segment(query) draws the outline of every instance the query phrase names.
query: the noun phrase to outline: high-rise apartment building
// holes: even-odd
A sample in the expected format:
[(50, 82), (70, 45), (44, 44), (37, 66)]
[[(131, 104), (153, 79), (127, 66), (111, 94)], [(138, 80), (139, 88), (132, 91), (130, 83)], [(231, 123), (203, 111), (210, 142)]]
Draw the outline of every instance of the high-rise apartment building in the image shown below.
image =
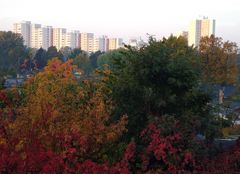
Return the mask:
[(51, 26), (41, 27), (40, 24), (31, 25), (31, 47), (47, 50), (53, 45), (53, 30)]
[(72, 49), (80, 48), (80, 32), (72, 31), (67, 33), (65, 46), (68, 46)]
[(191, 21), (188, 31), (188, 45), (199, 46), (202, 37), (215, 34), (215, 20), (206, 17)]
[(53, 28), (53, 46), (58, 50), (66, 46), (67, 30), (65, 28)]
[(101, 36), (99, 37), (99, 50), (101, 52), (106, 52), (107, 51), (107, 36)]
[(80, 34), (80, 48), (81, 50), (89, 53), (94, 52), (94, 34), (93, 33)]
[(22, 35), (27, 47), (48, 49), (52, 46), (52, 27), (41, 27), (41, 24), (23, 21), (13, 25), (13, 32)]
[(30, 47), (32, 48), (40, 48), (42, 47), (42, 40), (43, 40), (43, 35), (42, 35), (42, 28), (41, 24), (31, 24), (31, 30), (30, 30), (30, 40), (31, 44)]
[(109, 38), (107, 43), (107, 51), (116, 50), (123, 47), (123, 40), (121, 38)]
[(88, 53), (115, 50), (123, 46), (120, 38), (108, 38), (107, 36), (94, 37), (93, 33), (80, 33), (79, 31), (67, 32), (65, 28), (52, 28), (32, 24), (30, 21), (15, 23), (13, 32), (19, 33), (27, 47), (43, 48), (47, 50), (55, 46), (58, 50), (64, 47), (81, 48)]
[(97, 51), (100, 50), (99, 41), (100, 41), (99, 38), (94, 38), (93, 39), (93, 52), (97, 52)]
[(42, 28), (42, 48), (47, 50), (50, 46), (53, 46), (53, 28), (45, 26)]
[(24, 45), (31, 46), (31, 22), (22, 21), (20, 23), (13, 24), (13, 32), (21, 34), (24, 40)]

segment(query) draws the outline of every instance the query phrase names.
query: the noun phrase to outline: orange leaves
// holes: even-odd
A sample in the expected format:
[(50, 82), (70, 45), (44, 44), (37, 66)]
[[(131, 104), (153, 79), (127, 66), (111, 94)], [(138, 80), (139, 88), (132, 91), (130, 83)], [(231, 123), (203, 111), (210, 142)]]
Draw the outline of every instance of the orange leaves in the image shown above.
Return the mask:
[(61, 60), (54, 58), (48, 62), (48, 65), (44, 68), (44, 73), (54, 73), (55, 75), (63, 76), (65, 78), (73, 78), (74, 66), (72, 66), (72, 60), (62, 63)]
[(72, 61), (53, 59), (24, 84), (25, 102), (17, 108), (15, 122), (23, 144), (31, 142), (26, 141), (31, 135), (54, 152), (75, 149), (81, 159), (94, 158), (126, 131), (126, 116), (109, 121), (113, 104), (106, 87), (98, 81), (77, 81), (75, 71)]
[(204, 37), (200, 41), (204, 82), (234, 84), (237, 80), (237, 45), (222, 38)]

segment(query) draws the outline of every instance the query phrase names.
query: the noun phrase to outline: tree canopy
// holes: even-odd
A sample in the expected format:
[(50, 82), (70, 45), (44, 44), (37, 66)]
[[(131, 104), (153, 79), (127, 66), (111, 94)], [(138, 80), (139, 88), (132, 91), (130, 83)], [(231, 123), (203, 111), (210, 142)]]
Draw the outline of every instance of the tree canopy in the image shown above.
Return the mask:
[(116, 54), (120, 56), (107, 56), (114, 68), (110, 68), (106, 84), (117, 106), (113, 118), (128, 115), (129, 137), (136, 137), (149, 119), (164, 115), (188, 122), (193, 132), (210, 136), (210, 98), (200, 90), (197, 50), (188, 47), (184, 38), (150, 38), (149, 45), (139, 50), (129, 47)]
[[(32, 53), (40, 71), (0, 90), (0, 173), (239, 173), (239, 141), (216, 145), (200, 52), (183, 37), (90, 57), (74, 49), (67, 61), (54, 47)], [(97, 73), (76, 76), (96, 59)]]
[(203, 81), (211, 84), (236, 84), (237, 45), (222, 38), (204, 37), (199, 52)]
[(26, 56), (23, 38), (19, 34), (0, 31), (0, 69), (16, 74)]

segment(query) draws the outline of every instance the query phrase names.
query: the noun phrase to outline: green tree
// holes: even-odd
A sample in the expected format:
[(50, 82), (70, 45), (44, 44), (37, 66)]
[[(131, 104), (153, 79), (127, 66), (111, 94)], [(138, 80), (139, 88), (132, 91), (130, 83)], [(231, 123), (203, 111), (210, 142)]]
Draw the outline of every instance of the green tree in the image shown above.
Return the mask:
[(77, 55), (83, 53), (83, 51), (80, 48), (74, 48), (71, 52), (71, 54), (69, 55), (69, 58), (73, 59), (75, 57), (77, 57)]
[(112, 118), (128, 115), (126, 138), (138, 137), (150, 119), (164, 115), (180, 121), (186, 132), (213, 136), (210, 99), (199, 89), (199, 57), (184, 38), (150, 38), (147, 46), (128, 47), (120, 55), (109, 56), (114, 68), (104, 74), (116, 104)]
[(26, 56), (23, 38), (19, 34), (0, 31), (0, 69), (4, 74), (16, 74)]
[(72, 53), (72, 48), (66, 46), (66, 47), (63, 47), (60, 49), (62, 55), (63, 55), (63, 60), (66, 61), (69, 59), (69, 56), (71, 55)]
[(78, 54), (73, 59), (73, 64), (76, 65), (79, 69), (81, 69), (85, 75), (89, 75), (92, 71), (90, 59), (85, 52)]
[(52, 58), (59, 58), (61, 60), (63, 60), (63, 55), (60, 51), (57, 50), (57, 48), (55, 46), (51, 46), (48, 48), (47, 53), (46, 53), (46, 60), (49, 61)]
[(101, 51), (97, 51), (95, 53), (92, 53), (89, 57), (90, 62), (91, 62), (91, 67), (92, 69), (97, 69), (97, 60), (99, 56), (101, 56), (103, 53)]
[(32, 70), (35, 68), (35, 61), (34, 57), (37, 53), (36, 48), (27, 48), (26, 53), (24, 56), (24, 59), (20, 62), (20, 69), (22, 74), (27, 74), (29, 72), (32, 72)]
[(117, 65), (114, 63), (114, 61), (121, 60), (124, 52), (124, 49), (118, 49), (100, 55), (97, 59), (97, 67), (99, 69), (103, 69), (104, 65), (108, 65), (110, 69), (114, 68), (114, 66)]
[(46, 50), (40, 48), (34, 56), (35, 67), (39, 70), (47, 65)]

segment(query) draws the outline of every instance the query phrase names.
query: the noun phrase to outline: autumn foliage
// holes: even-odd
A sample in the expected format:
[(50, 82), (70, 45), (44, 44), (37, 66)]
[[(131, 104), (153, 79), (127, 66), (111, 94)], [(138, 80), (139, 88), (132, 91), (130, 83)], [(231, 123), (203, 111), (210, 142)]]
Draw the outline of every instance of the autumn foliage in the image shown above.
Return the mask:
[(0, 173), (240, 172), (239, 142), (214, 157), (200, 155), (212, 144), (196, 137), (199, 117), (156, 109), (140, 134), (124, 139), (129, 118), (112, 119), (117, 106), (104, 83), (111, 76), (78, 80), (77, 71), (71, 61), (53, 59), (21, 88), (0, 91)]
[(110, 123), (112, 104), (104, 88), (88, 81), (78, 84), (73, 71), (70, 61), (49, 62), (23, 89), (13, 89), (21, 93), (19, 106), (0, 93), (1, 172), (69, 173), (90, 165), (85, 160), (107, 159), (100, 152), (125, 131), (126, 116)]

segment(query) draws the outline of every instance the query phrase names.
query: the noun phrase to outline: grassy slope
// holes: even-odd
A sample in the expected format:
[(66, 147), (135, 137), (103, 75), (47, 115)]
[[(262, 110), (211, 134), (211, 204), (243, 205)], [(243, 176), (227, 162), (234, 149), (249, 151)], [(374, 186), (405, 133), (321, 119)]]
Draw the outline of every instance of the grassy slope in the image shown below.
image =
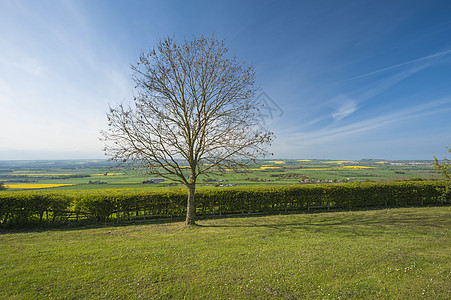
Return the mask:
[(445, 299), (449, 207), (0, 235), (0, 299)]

────

### Task prompt
Pull every line containing "high" from the data.

### Response box
query: the noun phrase to outline: high-rise apartment building
Draw the outline of every instance of the high-rise apartment building in the image shown below.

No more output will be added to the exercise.